Records:

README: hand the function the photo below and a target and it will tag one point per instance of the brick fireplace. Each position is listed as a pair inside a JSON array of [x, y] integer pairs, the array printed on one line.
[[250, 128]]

==

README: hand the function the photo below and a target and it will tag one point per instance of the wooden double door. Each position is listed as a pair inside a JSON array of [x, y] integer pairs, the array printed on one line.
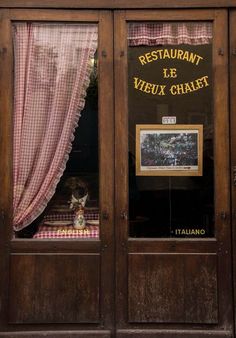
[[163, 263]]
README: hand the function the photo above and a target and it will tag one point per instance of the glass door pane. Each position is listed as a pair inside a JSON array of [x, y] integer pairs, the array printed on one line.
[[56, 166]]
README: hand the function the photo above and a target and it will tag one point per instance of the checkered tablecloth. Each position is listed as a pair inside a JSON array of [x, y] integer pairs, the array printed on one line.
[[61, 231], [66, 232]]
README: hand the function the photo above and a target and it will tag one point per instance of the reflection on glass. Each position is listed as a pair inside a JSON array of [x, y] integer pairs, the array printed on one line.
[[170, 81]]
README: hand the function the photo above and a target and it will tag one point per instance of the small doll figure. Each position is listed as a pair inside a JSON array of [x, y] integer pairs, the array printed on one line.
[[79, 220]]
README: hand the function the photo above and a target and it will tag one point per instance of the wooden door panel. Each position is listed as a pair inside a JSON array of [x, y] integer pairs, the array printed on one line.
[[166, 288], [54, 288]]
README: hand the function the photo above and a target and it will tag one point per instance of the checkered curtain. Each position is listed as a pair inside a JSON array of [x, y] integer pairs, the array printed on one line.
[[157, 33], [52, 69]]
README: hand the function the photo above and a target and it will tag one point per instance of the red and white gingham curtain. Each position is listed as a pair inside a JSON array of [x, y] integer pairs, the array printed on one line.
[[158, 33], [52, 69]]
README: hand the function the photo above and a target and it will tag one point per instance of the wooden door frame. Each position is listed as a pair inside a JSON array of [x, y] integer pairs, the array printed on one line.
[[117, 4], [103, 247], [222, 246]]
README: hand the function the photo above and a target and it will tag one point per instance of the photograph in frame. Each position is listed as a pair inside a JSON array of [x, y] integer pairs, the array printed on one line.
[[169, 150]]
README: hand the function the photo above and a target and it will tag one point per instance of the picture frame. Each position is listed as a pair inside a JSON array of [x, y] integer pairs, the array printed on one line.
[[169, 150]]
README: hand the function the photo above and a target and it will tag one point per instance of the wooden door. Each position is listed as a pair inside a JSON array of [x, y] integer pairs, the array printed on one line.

Aim of the exercise: Can you lay out these items as a two-column CSV with the headers input and output, one row per item, giving its text and its answer each in a single quoted field with line breaks turned into spaces? Begin at the line that has "of the brick" and stop after the line that has "[[250, 128]]".

Correct result:
input,output
"README: hand the function the photo below and a target and it will tag one point per instance of the brick fireplace. Each position is listed as a pair inside a JSON array of [x, y] integer pairs, the array printed on one line.","[[250, 128]]"